# [任务说明]
原文节选提到,美国司法部和联邦贸易委员会在哪一年的横向合并指南中列出了破产合并的条件?

4、占市场支配地位的企业合并濒临破产的企业。在一定条件下,一个占市场支配地位的企业合并濒临破产的企业也会在总体上改善市场的竞争条件。例如,当合并只是有限度地提高了取得企业的市场支配地位,而没有合并,被合并的企业就会在市场上被淘汰掉,从而在市场上失去一个竞争者的时候,合并就可以在总体上改善市场的竞争条件。美国法院认为,占市场支配地位的企业与濒临破产的企业进行合并可以改善市场的竞争条件,但其前提条件十分严格。美国司法部和联邦贸易委员会1992年横向合并指南中指出,具备了下列条件的破产合并不会产生或者加强市场势力,也不会推动行使市场势力:第一,即将破产的企业在可预见的时期内资不抵债;第二,该企业没有能力依据破产法进行企业重组;第三,市场上不存在比这个取得了市场支配地位的企业更恰当的合并者,以便使市场竞争受到比因现在的合并更小的不利影响;第四,如果没有这个合并,破产企业的资产将从相关市场流失。在这种情况下,这个取得了市场支配地位的企业合并破产企业就可以从总体上改善市场的竞争条件。

# [数据摘录]

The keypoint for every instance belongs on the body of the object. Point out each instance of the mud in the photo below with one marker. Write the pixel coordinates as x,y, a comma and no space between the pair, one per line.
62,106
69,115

# [答案]
1992年。